STATED GOAL A -
Find each line of the listing that contains the string "formatted", and copy those lines.

start DOCUMENT EXCERPT

No one, including myself, can be against virtue, but I think the government is coming up with some fine excuses to monitor people and find out where they are 24 hours a day, seven days a week. The same thing happened with firearms. I think this is a little too reminiscent of a quasi-police state in that there has been no debate. This is not necessarily wrong, but there has been no debate. The government makes its own little administrative rules and gives powers to ministers, deputy ministers, officials and police officers under the guise of controlling and getting information. Big brother was not invented by the official opposition, by the Bloc Quebecois. These departments should be cautious and think twice before imposing so many controls on the population. This is dangerous and it does not appear that any such reflection took place within the department.
I now come to the last point. As regards the negative impact of this possible fee structure, we mentioned earlier that outfitting operations could be seriously affected. They have many boats. If an outfitter has 50 rowboats, a fee of $5 to $35 per boat will result in high costs in the end.
The same goes for summer camps who must have pedal boats, canoes, kayaks, windsurfers, etc. Who is going to pay for that? Once again, the father who is sending his kid to summer camp will be told: ``It will cost you $80 more because of the government's fees''. We should not lose sight of that. That is what impact studies are for. When they are not made, bill are full of holes. One can wonder about the wisdom of this bill. But maybe they are so near sighted they cannot think of any other means. The impact on regional tourism development should also be considered. By increasing taxes all the time, Quebecers and Canadians who spend their holidays in their own country, Canada or Quebec, may very well feel like going on vacation elsewhere.
A person who has a cottage and consumes beer, grocery, bread, etc. and who buys gas in Canada and in Quebec deserves to be congratulated from time to time, instead of being encouraged to go to another country not too far away where prices are cheap.

end DOCUMENT EXCERPT

STATED GOAL B -
In the excerpt on boat fees above, what fee per boat would an outfitter with 50 rowboats face?

start PROVIDED DATA

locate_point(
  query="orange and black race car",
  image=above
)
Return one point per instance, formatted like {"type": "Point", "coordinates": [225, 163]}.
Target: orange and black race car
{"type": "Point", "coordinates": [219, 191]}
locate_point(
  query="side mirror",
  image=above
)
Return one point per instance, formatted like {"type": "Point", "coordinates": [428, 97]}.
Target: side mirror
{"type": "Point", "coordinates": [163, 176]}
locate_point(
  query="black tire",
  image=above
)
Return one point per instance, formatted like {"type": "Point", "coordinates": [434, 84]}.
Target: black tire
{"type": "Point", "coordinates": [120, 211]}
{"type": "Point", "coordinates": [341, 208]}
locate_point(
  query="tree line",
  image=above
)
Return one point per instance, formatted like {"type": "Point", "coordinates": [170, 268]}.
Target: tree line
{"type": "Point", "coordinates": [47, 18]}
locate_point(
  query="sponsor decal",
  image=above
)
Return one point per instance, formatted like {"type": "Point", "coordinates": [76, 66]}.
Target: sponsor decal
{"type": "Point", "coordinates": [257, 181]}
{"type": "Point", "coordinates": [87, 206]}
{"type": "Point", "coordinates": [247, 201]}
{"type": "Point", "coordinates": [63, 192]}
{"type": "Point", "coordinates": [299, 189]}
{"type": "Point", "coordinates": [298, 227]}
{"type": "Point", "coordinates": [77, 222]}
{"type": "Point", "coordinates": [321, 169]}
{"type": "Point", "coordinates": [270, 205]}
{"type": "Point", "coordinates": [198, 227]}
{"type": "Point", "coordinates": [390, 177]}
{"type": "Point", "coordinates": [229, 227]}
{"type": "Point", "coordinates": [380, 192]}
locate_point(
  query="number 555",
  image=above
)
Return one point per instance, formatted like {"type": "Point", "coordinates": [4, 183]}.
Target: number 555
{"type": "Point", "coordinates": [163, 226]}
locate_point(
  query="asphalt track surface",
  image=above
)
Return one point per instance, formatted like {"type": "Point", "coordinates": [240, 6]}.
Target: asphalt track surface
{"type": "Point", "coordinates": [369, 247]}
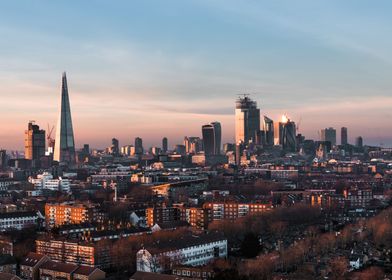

end PROVIDED DATA

OUTPUT A -
Return one point per instance, formatted like {"type": "Point", "coordinates": [225, 163]}.
Return one point per instance, formatted like {"type": "Point", "coordinates": [428, 97]}.
Return one point per instance, formatted like {"type": "Point", "coordinates": [434, 84]}.
Return one point per instance, formatted like {"type": "Point", "coordinates": [170, 268]}.
Return one point per instance, formatted like {"type": "Point", "coordinates": [76, 66]}.
Return one point per instance, formatted like {"type": "Point", "coordinates": [4, 183]}.
Return one point per instance, formatted like {"type": "Point", "coordinates": [240, 6]}.

OUTPUT B -
A fee of $5 to $35 per boat.